### EXTRACTED TEXT ###
The architect Dinah Casson stands in the awesomely gilded rococo room at the V&A, transplanted from elsewhere, and considers the task before her - it is exciting but challenging; no less a thing than trying to revive interest in the British Gallery of decorative arts 1500-1900 (Henry VII to William Morris).

"I want people to gawp, and swoon and smile at things." says Casson. "Gawp at the scale of the Melville Bed. Or at the Margaret Laston bodice, so exquisitely made and tiny that it's breathtaking. And I want them to swoon at the beauty of 17th-Century formal gardens all executed in tiny stitches on a 7 metre long embroidery called the Stoke Edith hanging."

It is, as its curator, Christopher Wilk, calls it "one of the most remarkable collections of design and art in the world." And yet, with the exception of the three period rooms, it is housed in galleries, 15 of them, so overstuffed and dimly lit that average time that visitors stay is no more than 11 minutes.

In June, the galleries will close for air conditioning to be installed and (lottery funds permitting) that will the beginning of a transformation which Casson, her partner Roger Mann and decorator David Mlinaric will bring about. The whole project is expected to cost just under pounds 34m.
### RECORDED DATA ###
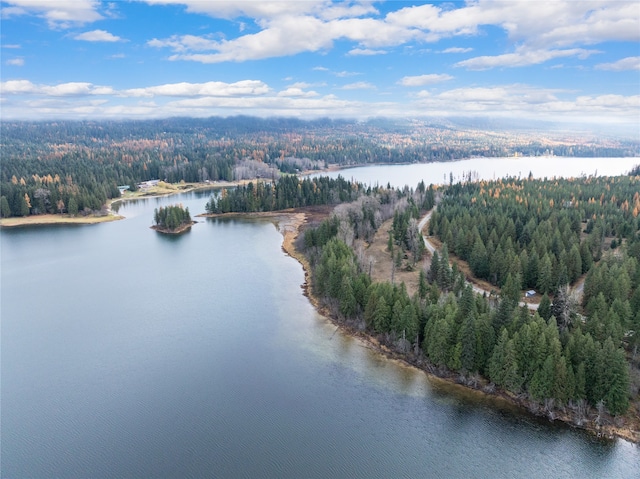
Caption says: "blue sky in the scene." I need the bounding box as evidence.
[0,0,640,133]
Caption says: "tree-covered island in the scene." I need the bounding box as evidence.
[151,204,195,234]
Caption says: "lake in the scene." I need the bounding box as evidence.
[0,158,640,478]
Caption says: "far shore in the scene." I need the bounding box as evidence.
[150,221,197,235]
[0,214,124,228]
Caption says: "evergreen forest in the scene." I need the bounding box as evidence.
[0,117,640,217]
[299,176,640,426]
[153,205,192,231]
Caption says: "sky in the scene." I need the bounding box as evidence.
[0,0,640,130]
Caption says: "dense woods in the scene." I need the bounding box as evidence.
[0,117,640,217]
[429,176,640,293]
[301,176,640,425]
[205,175,364,213]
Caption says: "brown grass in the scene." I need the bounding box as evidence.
[365,218,425,296]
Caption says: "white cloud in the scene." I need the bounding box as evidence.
[440,47,473,53]
[347,48,387,56]
[455,48,600,70]
[278,87,319,98]
[119,80,270,97]
[5,57,24,67]
[0,80,640,128]
[73,30,123,42]
[144,0,326,19]
[147,35,219,52]
[330,70,362,78]
[1,80,271,98]
[595,57,640,72]
[0,80,115,97]
[142,0,640,69]
[2,0,103,28]
[398,73,453,86]
[340,81,376,90]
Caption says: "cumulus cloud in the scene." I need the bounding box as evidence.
[2,0,103,28]
[73,30,123,42]
[142,0,640,69]
[440,47,473,53]
[340,81,375,90]
[398,73,453,86]
[0,76,640,127]
[5,57,24,67]
[347,48,387,56]
[0,80,115,97]
[119,80,270,97]
[0,80,271,98]
[595,57,640,72]
[455,48,600,70]
[278,87,319,98]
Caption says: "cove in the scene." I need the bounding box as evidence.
[0,159,640,478]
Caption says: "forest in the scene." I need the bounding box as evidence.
[299,176,640,426]
[153,204,192,232]
[0,117,640,217]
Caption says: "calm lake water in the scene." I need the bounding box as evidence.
[0,159,640,479]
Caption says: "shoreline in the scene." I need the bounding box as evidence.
[149,221,197,235]
[276,211,640,445]
[0,214,124,228]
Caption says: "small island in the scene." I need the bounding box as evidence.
[151,204,195,234]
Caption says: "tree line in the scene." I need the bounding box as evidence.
[0,117,639,216]
[301,177,640,424]
[429,176,640,294]
[153,204,192,231]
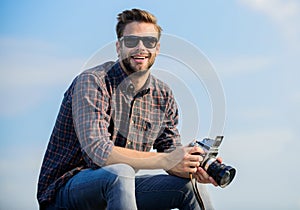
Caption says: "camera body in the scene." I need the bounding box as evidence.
[189,136,236,188]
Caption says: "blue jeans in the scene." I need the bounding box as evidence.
[47,164,200,210]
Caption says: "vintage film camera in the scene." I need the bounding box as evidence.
[189,136,236,188]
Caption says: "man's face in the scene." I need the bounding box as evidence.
[116,22,160,74]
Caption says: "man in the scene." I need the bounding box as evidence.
[37,9,217,210]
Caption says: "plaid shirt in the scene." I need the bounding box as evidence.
[37,62,181,204]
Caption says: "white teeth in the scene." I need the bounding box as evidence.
[133,56,146,59]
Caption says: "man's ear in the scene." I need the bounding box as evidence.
[155,42,160,55]
[116,41,121,57]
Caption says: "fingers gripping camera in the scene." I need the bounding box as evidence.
[189,136,236,188]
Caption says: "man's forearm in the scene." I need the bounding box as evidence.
[106,146,168,169]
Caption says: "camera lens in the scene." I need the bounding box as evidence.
[205,160,236,188]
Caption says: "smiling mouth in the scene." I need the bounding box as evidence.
[131,55,149,61]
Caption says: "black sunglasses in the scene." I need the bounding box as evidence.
[119,36,158,49]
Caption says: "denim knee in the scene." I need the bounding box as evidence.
[103,163,135,178]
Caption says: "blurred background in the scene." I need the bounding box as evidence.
[0,0,300,210]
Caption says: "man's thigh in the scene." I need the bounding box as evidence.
[135,174,193,209]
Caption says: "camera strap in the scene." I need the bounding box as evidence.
[190,173,205,210]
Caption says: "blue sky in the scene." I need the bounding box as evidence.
[0,0,300,209]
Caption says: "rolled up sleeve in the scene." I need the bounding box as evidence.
[72,73,114,167]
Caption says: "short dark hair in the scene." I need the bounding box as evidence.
[116,9,162,39]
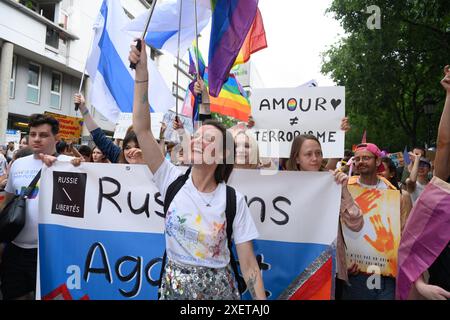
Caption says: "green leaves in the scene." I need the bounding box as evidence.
[322,0,450,151]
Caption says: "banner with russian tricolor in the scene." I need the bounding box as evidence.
[37,162,341,300]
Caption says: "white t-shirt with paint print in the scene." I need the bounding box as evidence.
[5,155,72,249]
[153,160,258,268]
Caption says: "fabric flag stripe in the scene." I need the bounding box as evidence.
[209,0,258,97]
[289,258,333,300]
[98,2,134,112]
[86,0,174,122]
[204,69,251,121]
[233,9,267,66]
[124,0,211,56]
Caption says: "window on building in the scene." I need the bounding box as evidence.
[50,71,62,109]
[9,56,17,99]
[45,26,59,49]
[19,0,39,13]
[39,3,56,22]
[27,63,41,104]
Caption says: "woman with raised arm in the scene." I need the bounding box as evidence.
[396,66,450,300]
[129,40,266,300]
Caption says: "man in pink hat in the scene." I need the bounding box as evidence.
[342,143,396,300]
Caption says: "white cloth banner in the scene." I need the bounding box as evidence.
[38,162,341,299]
[250,86,345,158]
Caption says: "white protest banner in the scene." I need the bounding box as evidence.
[250,86,345,158]
[342,185,400,277]
[39,162,341,300]
[114,112,164,140]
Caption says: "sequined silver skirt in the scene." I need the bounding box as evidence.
[160,260,240,300]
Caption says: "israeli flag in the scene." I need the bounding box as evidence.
[124,0,211,57]
[86,0,175,123]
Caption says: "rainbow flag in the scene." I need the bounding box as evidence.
[209,0,258,97]
[182,46,251,121]
[233,9,267,67]
[203,69,251,122]
[181,68,251,121]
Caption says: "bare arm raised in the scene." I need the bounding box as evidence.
[129,40,164,173]
[434,66,450,181]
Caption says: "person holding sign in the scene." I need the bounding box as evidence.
[286,135,364,296]
[342,143,400,300]
[396,66,450,300]
[129,40,266,300]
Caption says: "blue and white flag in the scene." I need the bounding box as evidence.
[86,0,175,123]
[124,0,211,56]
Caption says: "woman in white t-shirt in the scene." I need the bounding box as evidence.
[129,40,266,300]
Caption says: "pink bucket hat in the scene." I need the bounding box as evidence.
[355,143,384,173]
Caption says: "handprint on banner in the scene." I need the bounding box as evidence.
[364,213,394,253]
[355,189,381,214]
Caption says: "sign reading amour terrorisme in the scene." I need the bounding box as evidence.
[250,86,345,158]
[342,185,400,277]
[37,162,341,299]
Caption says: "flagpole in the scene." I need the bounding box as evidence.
[175,0,183,119]
[75,33,95,111]
[194,0,200,78]
[130,0,156,69]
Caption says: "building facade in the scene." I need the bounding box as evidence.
[0,0,191,144]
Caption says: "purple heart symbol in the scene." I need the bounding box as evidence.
[331,99,342,110]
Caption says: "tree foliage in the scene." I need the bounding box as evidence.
[322,0,450,151]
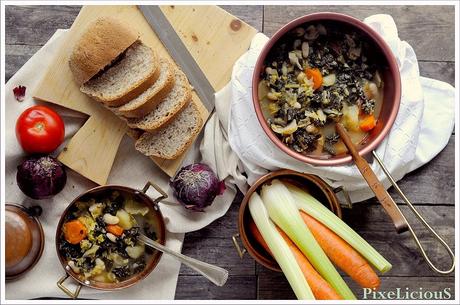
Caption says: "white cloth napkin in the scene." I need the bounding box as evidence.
[221,15,455,202]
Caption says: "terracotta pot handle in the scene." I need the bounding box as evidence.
[56,274,82,299]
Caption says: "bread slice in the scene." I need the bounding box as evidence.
[135,101,203,160]
[127,69,192,132]
[69,17,139,87]
[80,41,159,106]
[116,58,174,118]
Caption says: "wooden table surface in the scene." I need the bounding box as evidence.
[5,6,455,299]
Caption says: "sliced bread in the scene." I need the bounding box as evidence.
[116,58,175,118]
[127,69,192,132]
[136,101,203,160]
[69,17,139,87]
[80,41,159,106]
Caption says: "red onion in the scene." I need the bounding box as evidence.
[170,163,225,212]
[16,156,67,199]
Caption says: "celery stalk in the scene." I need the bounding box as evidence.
[284,183,392,273]
[261,179,356,300]
[249,192,315,300]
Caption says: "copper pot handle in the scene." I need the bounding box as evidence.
[372,151,455,274]
[332,186,353,209]
[232,233,247,259]
[56,273,83,299]
[142,181,168,205]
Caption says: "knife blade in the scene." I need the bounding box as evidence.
[138,5,215,113]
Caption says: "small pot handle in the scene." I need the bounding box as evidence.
[142,181,168,204]
[232,233,247,259]
[333,186,353,209]
[56,274,83,299]
[372,151,455,274]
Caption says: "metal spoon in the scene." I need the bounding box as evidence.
[139,233,228,286]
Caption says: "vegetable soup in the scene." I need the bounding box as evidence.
[258,23,384,158]
[59,191,157,283]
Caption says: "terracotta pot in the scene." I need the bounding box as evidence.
[252,12,401,166]
[56,182,167,298]
[237,169,342,272]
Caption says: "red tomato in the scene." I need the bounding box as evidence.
[16,106,65,154]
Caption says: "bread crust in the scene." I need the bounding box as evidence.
[117,59,175,118]
[135,100,203,160]
[164,100,203,160]
[69,17,139,87]
[127,70,192,132]
[87,50,160,107]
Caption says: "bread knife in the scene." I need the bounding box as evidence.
[138,5,215,113]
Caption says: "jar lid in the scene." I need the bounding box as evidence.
[5,203,45,281]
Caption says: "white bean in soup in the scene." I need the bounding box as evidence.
[258,23,384,158]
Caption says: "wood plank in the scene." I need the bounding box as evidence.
[219,5,264,32]
[175,275,257,300]
[180,193,256,276]
[180,234,255,276]
[257,271,455,300]
[34,5,256,184]
[264,5,455,62]
[161,5,257,92]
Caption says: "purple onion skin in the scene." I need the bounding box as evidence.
[16,156,67,199]
[170,163,225,212]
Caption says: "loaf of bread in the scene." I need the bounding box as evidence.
[117,58,174,118]
[127,69,192,132]
[135,101,203,159]
[69,18,203,159]
[69,17,139,86]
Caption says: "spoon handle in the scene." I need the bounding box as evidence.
[335,123,408,233]
[139,234,228,286]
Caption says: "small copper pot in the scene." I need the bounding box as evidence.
[252,12,401,166]
[56,182,168,299]
[233,169,346,272]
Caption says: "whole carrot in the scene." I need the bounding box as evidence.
[300,211,380,289]
[249,221,342,300]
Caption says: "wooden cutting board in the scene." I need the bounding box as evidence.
[34,6,257,184]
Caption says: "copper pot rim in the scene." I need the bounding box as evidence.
[55,184,166,291]
[238,169,342,272]
[252,12,401,166]
[5,202,45,282]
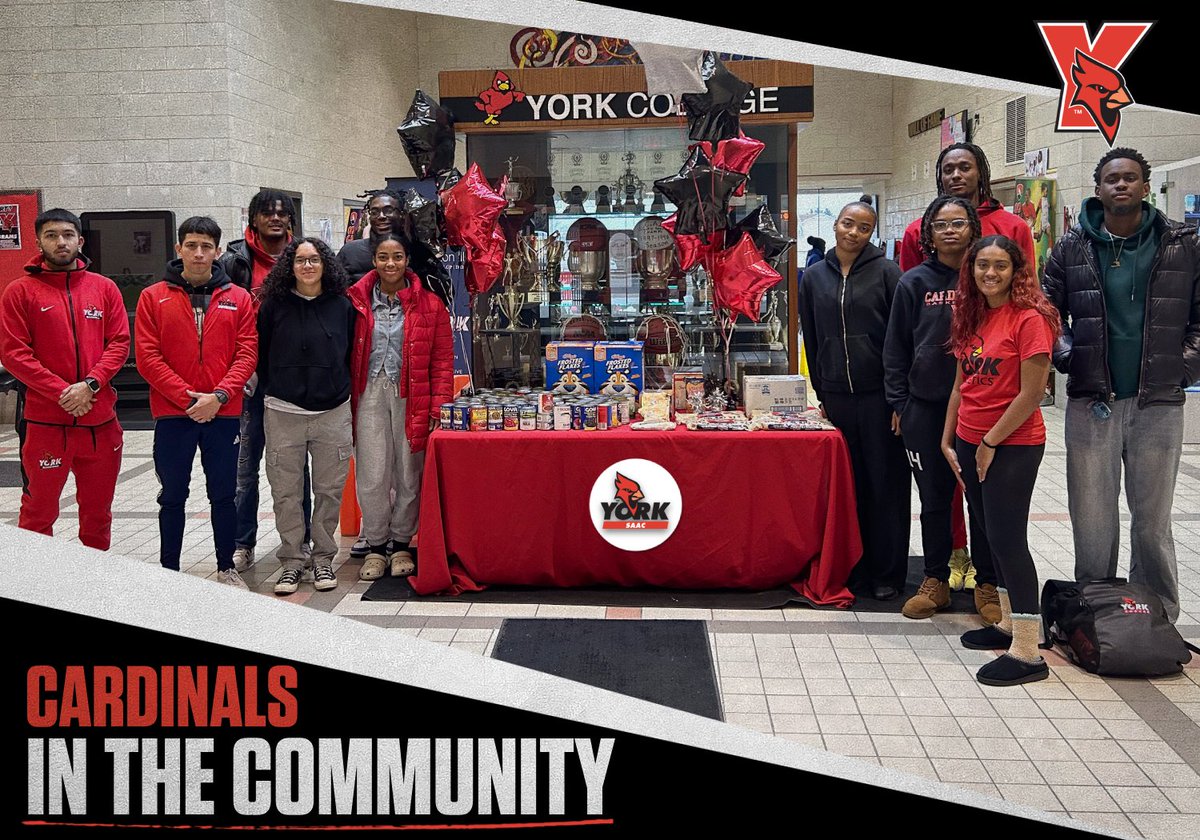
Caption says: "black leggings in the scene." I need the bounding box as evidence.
[954,437,1045,614]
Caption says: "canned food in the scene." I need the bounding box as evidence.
[470,402,487,432]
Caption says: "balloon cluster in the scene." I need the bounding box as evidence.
[396,90,506,300]
[654,60,794,322]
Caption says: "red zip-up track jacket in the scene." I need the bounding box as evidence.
[133,264,258,418]
[0,254,131,426]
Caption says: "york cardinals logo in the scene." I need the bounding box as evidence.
[1038,23,1152,146]
[475,70,524,126]
[613,473,646,515]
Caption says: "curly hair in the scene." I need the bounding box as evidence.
[262,236,350,300]
[1092,146,1150,186]
[935,143,992,204]
[950,234,1062,356]
[920,196,983,257]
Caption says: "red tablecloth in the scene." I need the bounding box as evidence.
[410,426,863,606]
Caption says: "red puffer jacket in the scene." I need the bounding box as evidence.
[348,269,454,452]
[0,254,130,426]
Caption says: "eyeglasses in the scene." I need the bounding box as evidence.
[929,218,971,233]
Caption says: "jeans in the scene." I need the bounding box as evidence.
[234,389,312,548]
[154,416,239,571]
[1066,397,1183,622]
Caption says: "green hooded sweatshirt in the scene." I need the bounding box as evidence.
[1079,197,1158,400]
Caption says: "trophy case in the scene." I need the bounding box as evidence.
[467,124,798,388]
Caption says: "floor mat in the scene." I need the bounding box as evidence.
[362,577,803,610]
[492,618,724,720]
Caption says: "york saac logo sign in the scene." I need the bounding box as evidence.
[1038,22,1153,146]
[589,458,683,551]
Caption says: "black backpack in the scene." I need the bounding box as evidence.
[1042,577,1196,677]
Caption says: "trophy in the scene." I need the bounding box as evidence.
[559,184,588,216]
[634,216,676,300]
[566,217,608,292]
[504,156,524,216]
[613,151,646,216]
[766,290,784,350]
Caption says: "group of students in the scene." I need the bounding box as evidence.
[799,143,1200,685]
[0,191,454,594]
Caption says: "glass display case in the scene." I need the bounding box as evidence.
[467,125,796,388]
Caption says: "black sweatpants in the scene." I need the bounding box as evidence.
[821,390,912,589]
[900,397,996,584]
[954,437,1045,614]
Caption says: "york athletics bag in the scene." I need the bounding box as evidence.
[1042,577,1192,677]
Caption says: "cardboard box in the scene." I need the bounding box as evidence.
[545,341,595,395]
[671,371,704,416]
[742,374,809,418]
[592,341,644,398]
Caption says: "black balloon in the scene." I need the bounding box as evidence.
[654,146,746,244]
[404,190,444,259]
[725,204,796,271]
[408,241,454,307]
[396,90,455,179]
[683,59,754,143]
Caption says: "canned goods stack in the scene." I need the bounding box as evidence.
[440,388,637,432]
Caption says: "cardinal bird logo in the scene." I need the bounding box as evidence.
[613,473,646,516]
[1038,22,1153,146]
[1070,49,1133,146]
[475,70,524,126]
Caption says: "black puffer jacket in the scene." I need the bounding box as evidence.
[799,244,900,397]
[1043,211,1200,408]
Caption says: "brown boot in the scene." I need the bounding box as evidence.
[976,583,1003,625]
[900,577,950,618]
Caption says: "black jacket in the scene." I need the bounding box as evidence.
[799,244,900,397]
[1042,211,1200,408]
[258,292,358,412]
[883,258,959,414]
[217,239,253,292]
[337,239,374,286]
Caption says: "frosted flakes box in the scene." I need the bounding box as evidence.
[546,341,595,396]
[592,341,643,400]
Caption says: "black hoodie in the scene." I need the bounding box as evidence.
[799,244,900,398]
[258,292,358,412]
[883,258,959,414]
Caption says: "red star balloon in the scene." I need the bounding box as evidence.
[713,233,781,322]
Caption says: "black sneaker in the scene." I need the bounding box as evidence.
[976,653,1050,685]
[959,624,1013,650]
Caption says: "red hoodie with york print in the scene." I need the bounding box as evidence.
[0,254,130,426]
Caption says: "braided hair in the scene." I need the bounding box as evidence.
[920,196,983,257]
[936,143,992,204]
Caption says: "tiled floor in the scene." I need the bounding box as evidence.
[0,408,1200,838]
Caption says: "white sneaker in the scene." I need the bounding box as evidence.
[275,569,300,595]
[233,546,254,571]
[313,564,337,592]
[217,569,250,592]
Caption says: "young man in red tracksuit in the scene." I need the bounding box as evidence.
[133,216,258,589]
[0,209,130,550]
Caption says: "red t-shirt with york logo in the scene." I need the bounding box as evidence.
[958,302,1054,446]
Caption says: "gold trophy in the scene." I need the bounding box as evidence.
[634,216,676,302]
[566,217,608,292]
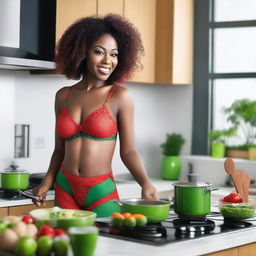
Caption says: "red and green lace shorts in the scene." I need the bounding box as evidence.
[54,166,120,217]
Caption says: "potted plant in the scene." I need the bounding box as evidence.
[208,128,236,158]
[160,133,185,180]
[223,99,256,158]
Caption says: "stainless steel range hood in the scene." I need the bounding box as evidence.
[0,0,56,70]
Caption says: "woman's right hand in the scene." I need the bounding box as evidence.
[32,184,49,206]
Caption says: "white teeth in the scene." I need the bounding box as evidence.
[99,67,110,73]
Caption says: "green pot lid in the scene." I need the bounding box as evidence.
[173,181,212,188]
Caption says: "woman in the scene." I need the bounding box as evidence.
[33,15,157,217]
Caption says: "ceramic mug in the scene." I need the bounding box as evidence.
[68,226,99,256]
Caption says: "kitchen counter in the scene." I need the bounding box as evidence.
[0,179,256,256]
[0,179,173,208]
[95,228,256,256]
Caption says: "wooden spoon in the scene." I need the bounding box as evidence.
[224,158,244,200]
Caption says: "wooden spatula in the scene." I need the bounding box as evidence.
[224,158,244,201]
[242,172,251,202]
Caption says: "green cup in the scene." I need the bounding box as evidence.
[68,226,99,256]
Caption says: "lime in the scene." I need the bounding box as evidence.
[14,236,37,256]
[52,240,69,256]
[112,218,124,227]
[123,216,136,228]
[36,236,53,256]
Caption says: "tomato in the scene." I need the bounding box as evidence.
[21,215,34,224]
[36,236,53,256]
[54,228,67,236]
[222,193,242,203]
[37,225,54,237]
[123,216,136,228]
[14,236,37,256]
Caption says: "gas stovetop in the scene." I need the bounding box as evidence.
[96,212,256,245]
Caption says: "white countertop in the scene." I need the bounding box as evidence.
[95,228,256,256]
[0,179,256,256]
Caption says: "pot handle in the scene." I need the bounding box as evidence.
[203,187,220,193]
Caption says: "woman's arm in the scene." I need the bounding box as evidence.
[117,88,158,198]
[32,89,65,205]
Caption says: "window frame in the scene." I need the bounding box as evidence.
[191,0,256,155]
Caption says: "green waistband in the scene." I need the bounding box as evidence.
[65,132,117,141]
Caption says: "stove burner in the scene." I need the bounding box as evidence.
[173,218,215,233]
[123,225,166,239]
[223,218,252,229]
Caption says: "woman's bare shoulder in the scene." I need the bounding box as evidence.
[115,85,130,101]
[55,86,69,101]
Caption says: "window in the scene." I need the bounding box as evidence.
[192,0,256,155]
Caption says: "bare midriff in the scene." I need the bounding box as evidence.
[62,137,116,177]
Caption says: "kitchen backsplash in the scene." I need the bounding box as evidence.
[0,71,192,177]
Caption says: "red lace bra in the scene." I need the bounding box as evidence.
[56,85,117,141]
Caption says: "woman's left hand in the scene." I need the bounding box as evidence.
[141,183,159,199]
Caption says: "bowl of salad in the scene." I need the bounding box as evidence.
[30,207,96,230]
[219,193,256,220]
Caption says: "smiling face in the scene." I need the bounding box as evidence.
[86,34,118,81]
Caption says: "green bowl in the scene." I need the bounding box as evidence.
[30,207,96,230]
[219,200,256,220]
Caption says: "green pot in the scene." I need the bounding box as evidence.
[1,170,29,189]
[211,143,225,158]
[173,182,217,217]
[117,199,170,222]
[161,156,181,180]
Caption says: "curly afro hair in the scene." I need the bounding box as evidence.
[55,14,144,84]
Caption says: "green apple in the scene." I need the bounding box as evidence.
[14,236,37,256]
[36,236,53,256]
[53,239,69,256]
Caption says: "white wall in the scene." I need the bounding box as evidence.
[0,71,15,170]
[0,72,192,177]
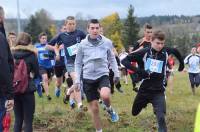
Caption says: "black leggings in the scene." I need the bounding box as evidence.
[109,69,121,94]
[189,73,200,88]
[132,92,167,132]
[14,93,35,132]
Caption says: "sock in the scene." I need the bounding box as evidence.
[96,129,103,132]
[77,102,83,108]
[106,105,112,111]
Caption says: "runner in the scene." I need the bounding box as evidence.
[184,47,200,95]
[122,31,184,132]
[47,16,85,109]
[13,33,39,132]
[73,19,119,132]
[35,33,55,100]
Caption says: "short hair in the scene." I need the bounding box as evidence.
[8,32,17,36]
[144,23,153,29]
[87,19,101,28]
[16,32,32,46]
[65,16,75,24]
[38,32,47,39]
[152,30,165,41]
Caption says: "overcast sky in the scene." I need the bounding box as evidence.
[0,0,200,19]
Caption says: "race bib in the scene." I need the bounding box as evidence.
[39,53,49,60]
[145,58,163,73]
[67,43,79,56]
[51,60,55,66]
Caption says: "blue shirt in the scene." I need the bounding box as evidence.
[49,30,86,63]
[35,43,55,68]
[184,54,200,73]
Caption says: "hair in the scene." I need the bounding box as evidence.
[16,32,32,46]
[144,23,153,29]
[65,16,75,24]
[8,32,17,36]
[152,30,165,41]
[38,32,47,39]
[87,19,101,28]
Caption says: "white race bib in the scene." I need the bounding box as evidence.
[39,53,49,60]
[145,58,163,73]
[51,60,55,66]
[67,43,79,56]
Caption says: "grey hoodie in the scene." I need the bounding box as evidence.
[75,35,119,83]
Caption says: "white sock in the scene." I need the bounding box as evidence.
[77,102,83,108]
[96,129,103,132]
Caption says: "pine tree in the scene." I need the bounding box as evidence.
###
■ **THE REQUEST**
Resume the passage about the redesign of the V&A's British Galleries, picking up right after its final sentence. The material was taken from a different source than the passage.

■ **WRITTEN ANSWER**
Getting Dinah Casson to design the displays was enlightened. She has a playful approach to interiors - the offices she designed at Turner Cable Network have a fishtank for a reception desk and cacti growing in the boardroom like coat hooks, while the Institute of Practising Advertisers, in a Grade I listed Knightsbridge building has a shiny metallic entrance wall made of crushed aluminium cans.

In the scale model she has made of the V&A British Gallery, walls are coloured in intense indigo and aquamarine. A miniature she's made of the gigantic State Bed from Melville House, which is 5m tall from its clawed foot to the top of its ivory silk canopy, stands against a crimson wall. If a tapestry dating back to Charles II needs a shocking pink surround, it will get one.

Dinah who likes contrasts, sees nothing wrong in placing a Queen Anne chair against a bare concrete wall, and she has every intention of using repro chairs that people can sit down in to admire the original in front of them.

She isn't a bit intimidated by working with more than 3,000 priceless objects. Editing the collection so that people won't be bored or overwhelmed, she wants to turn it into four storylines that people can follow.

The first narrative is called "Cultural Authority", which is really a political story about taste makers, from the king and courtiers to the Grand Tour and neoclassicism, with Gothic influences continuously making appearances, and ending with William Morris and his merrie band of craftsmen.

Then there's "Development of Style", which shows foreign influences as well, so you can see where Chippendale got his Chinese scrollwork and Brettingham his rococo flourishes.

"Fashionable Living" explains just why people through the ages bankrupt themselves to buy a silver rosebowl or petit fours dish. As Casson says, "Nothing changes. We still look for designer labels - whether it's a Gucci watch or an Alessi kettle"

The fourth theme shows how things work. She plans to lift the hemline on sofas to show the stuffing, and to place mirrors on the floors under tables and cabinets, and turn chairs around to give us another look at it. Not just undersights, but insights.